The survey covered 20,597 households in Mumbai, Delhi, Bengaluru and Chennai. It looked at the incidence of crime in these cities, people’s experience of interacting with the police there and popular perceptions about safety. The crimes included theft, assault, harassment, house break-in, criminal intimidation, unnatural death and missing persons.
The study found that 8% of Delhi’s citizens had been victims of theft. This is the highest among the four cities. Of these victims, 45% approached the police to report the incident and only 16% of them managed to file an FIR.
This article is the first in a two-part series on crime and safety in India. It explores incidence of crime and public perceptions of safety and policing. The first part deals with registration of crime, the preliminary interface between people and the criminal justice system.
Official crime records, curated by the National Crime Records Bureau (NCRB), only account for registered crimes. Official statistics are not an accurate or adequate measure of crime. This has been argued elsewhere by criminologists and experts.
Not registering crime stymies the process of justice because it shuts out the victim and allows the criminal to get away. It also affects the poor and marginalised more because they cannot access private modes of security and are solely dependent on the state police machinery for protection.
Crime registration, mandatory under Indian law, is important for the police to effectively target and prevent crime.
Why do people not report thefts?
Respondents in different cities cited varied reasons for not approaching the police to report a theft. In Delhi, 30% of respondents felt that the police would not entertain their complaint; in Mumbai, 35% didn’t think the incident was serious enough; in Chennai, 51% mentioned lack of evidence; and in Bengaluru, 35% didn’t want to get tangled in police/court procedures.
The survey does not delve into why the FIRs were not registered by the police. It is also important to note that in certain cases the police may have had legitimate reasons for turning away a complainant.
However, there may be various other reasons for the non-reporting of crimes: human and technical resource crunch faced by the police, lack of public support, political interference and the lack of police accountability towards citizens.

REQUEST A => Reproduce word for word the part of the crime survey passage that opens with the words containing "Crime registration, mandatory" and closes with "away a complainant.".

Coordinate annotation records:

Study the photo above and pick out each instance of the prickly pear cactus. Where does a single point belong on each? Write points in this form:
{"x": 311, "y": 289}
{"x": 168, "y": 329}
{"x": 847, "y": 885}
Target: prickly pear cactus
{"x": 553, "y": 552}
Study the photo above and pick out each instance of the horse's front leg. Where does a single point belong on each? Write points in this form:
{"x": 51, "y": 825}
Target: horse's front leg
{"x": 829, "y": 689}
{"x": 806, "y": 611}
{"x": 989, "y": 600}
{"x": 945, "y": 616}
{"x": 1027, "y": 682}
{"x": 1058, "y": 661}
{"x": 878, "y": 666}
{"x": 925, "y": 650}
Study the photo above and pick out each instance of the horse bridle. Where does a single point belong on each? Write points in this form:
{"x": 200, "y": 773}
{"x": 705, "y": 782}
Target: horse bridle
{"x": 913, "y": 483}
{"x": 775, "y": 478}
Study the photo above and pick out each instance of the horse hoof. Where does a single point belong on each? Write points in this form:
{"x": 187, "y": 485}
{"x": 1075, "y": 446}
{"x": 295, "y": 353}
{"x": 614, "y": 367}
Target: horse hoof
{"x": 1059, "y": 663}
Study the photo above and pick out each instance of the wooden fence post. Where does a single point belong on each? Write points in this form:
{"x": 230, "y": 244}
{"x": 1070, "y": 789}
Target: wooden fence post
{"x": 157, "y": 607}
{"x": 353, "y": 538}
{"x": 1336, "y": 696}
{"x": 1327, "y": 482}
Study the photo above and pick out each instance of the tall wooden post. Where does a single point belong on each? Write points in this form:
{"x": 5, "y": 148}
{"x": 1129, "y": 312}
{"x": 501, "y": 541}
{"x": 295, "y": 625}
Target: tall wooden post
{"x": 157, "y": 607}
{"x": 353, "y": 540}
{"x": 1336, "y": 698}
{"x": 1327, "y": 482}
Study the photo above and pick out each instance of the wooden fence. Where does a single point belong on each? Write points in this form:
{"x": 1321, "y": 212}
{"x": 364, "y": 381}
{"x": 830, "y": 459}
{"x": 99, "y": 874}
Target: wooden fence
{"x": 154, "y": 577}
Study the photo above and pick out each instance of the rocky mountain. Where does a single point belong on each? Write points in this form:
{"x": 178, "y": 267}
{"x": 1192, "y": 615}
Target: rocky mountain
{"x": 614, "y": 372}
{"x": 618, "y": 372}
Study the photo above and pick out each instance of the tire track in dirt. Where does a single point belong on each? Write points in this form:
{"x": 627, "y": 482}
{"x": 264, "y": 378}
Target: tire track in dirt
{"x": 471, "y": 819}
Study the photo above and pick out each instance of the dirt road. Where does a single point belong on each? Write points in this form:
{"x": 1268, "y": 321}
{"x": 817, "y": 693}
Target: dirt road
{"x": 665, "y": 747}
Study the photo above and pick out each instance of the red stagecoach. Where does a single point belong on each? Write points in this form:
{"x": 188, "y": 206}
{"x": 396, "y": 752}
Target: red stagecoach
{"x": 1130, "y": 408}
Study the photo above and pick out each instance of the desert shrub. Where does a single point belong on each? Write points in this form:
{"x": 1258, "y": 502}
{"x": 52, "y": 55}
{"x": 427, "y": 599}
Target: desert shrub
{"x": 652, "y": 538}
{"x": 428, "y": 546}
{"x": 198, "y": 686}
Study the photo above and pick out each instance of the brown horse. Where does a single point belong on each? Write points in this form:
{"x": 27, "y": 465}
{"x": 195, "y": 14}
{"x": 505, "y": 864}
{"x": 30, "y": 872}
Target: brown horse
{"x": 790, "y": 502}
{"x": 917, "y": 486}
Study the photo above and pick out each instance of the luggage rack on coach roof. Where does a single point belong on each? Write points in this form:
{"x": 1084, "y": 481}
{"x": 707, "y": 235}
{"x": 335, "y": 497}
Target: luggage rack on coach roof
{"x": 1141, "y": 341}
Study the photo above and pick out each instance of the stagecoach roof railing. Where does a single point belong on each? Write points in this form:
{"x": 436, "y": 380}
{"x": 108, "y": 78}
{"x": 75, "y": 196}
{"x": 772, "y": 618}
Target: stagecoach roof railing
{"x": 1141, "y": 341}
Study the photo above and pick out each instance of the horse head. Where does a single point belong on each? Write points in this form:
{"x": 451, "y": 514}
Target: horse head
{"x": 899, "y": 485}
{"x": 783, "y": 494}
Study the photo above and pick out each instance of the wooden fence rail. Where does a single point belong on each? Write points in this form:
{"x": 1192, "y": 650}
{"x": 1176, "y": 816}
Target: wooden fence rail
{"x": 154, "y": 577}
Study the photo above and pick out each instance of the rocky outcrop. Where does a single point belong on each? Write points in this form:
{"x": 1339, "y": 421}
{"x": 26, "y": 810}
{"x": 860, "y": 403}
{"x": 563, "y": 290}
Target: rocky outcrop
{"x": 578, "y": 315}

REQUEST B => State how many lines of the listing contain the string "road", treating uppercase and lowercase as different, and give only the number.

EXERCISE RESULT A =>
Crime registration, mandatory under Indian law, is important for the police to effectively target and prevent crime.
Why do people not report thefts?
Respondents in different cities cited varied reasons for not approaching the police to report a theft. In Delhi, 30% of respondents felt that the police would not entertain their complaint; in Mumbai, 35% didn’t think the incident was serious enough; in Chennai, 51% mentioned lack of evidence; and in Bengaluru, 35% didn’t want to get tangled in police/court procedures.
The survey does not delve into why the FIRs were not registered by the police. It is also important to note that in certain cases the police may have had legitimate reasons for turning away a complainant.

EXERCISE RESULT B => 2